**Complete the following:**
(1) Answer these questions from the research and monitoring text:
(a) What share of Ecuador's export earnings comes from oil?
(b) How many gallons of crude has the oil industry dumped into the rivers?
(c) Which extractive industries does the text name as the primary threat to the Amazon Rainforest?
(2) Rewrite the part of the research and monitoring text that opens with the words containing "Beyond any reasonable" and closes with "on these activities.", swapping "extractive industries" for "resource industries".
(3) Carry the research and monitoring text forward with the next part after its final sentence.

**Selected text:**
/---

RESEARCH AND MONITORING
RESEARCH AND MONITORING: AN INPUT FOR ACTION POLICIES & PROJECT IMPLEMENTATION
The Amazon Reserve for Peace is also SVSF’s Research Centre. We believe that academic investigation, the gathering and analysis of empirical data, combined with the commitment to implement corrective measures, constitutes the structural approach whereby SVSF, as a grass roots organisation, has become a vehicle for environment protection, social change and participatory sustainable development.
Beyond any reasonable doubt, the primary threat to the survival of the Amazon Rainforest and its ancestral inhabitants is posed by extractive industries; oil, mining, lumber and monocrop agriculture. Consequently, extensive research has been focussed on these activities.
OIL & MINING
Oil is the primary sector of the Ecuadorian economy accounting for 50% of export earnings and 34% of tax revenues. However, the ecological and human cost of Amazonian oil is incalculable as it is recognized as the worst oil induced environmental disaster in history. SVSF research statistics speak for themselves:
- Since 1980, 1 billion gallons of toxic brine – consisting of petroleum, formation water and chemicals – are drained annually into the watershed;
- With a daily oil discharge of 2,100-4,200 gallons, the oil industry has dumped 35 million gallons of crude into the rivers;
- Four million gallons of untreated toxic waste enter the watershed per day;
- Three billion cubic feet of gas has been burnt without emission controls;
- The presence of Polycyclic aromatic hydrocarbons (PAHs) in drinking and bathing water near major oil wells reach 401,800 and 423,000 nanograms per litre; 28 nanograms equals a lifetime cancer threat, US and European health agencies recommend that the presence of PAHs in water be close to 0.

\---

(Extracted data entries)
/---

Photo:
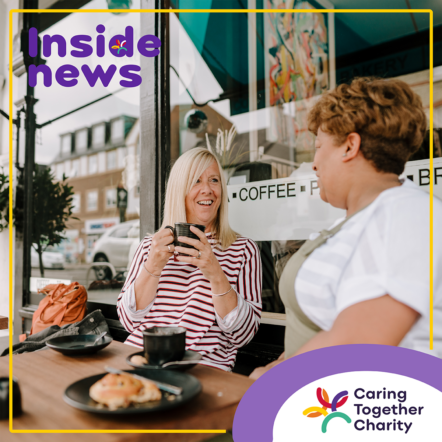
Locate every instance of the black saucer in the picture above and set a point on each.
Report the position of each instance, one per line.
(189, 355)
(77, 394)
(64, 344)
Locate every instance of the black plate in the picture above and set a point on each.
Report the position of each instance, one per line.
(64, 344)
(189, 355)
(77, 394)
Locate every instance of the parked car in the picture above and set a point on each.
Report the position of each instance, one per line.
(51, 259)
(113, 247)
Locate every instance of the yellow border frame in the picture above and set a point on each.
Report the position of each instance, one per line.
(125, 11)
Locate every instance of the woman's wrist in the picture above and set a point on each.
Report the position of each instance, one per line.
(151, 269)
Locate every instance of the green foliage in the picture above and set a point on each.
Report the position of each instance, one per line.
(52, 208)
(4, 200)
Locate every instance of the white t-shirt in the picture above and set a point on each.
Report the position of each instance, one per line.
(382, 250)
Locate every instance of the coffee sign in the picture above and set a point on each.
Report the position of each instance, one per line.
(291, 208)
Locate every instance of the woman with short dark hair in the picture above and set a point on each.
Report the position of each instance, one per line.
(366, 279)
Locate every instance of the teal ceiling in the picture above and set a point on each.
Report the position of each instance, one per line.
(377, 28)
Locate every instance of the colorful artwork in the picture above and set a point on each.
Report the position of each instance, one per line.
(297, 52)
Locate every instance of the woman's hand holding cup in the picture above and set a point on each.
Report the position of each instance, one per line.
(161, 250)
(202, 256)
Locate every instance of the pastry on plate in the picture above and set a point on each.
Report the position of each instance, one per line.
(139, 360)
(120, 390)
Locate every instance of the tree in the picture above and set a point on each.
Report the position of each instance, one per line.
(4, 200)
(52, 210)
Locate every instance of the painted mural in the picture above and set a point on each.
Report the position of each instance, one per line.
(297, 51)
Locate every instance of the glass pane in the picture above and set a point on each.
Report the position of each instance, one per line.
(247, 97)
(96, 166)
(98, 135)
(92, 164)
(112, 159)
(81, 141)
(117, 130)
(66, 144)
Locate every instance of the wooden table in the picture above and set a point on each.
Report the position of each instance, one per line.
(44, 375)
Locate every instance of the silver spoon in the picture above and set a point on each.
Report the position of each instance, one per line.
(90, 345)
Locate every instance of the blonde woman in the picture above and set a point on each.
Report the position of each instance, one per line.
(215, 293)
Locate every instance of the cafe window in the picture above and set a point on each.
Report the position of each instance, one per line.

\---
/---

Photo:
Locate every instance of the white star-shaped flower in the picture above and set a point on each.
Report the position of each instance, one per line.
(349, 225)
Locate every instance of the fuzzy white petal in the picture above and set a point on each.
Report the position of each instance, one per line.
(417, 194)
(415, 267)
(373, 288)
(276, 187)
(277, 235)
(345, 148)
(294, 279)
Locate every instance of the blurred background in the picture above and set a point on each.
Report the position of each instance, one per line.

\---

**Task-by-task results:**
(1)
(a) 50%
(b) 35 million gallons
(c) Oil, mining, lumber and monocrop agriculture

(2)
Beyond any reasonable doubt, the primary threat to the survival of the Amazon Rainforest and its ancestral inhabitants is posed by resource industries; oil, mining, lumber and monocrop agriculture. Consequently, extensive research has been focussed on these activities.

(3)
Similarly, shocking data applies to mining, especially regarding levels of mercury and arsenic in waterways.
While the studies related to oil and mining have been provided to Amazon communities and their legal representatives, leading to numerous law suits, SVSF prefers to avoid litigation, as this has proven to be exceedingly costly and justice does not normally prevail, especially when multi-nationals are involved.